STATED TASK:
Copy all of the items below word for word, omitting the picture.

DATA SHOWN:
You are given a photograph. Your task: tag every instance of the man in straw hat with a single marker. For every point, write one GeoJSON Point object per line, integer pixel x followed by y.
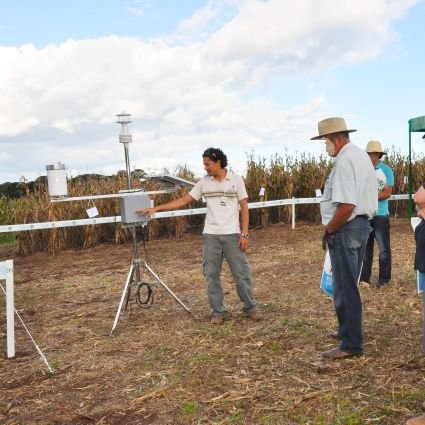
{"type": "Point", "coordinates": [381, 222]}
{"type": "Point", "coordinates": [349, 201]}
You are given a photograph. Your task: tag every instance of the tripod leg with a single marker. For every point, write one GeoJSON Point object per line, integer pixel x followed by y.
{"type": "Point", "coordinates": [127, 298]}
{"type": "Point", "coordinates": [124, 293]}
{"type": "Point", "coordinates": [166, 287]}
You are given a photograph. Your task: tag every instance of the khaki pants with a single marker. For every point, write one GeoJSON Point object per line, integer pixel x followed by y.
{"type": "Point", "coordinates": [217, 247]}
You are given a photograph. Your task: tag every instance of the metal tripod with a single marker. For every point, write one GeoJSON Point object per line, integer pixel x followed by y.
{"type": "Point", "coordinates": [130, 281]}
{"type": "Point", "coordinates": [125, 138]}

WRITTEN RESPONSE:
You are given a photograph. Your task: tag every instance of the man in straw hat with a single marker. For every point, write one GeoJSON Point object per line, integer pixel x followed by y.
{"type": "Point", "coordinates": [381, 222]}
{"type": "Point", "coordinates": [349, 201]}
You are given a photograph. Your task: tag every instance of the tripod leg with a single marker. For every point, write one GeoJSON Point object per line, integer pixel x followed by y.
{"type": "Point", "coordinates": [127, 298]}
{"type": "Point", "coordinates": [124, 293]}
{"type": "Point", "coordinates": [166, 287]}
You are given a photograph. Your task: tag every instance of the khaki pants with a single marker. For every point, write one GeoJSON Point object per line, integer pixel x followed by y.
{"type": "Point", "coordinates": [217, 247]}
You are given a photograph. Your task: tag every instance of the metal tripod with a single marker. For every point, write one GeoJSON Point object per line, integer pixel x followed by y.
{"type": "Point", "coordinates": [130, 281]}
{"type": "Point", "coordinates": [125, 138]}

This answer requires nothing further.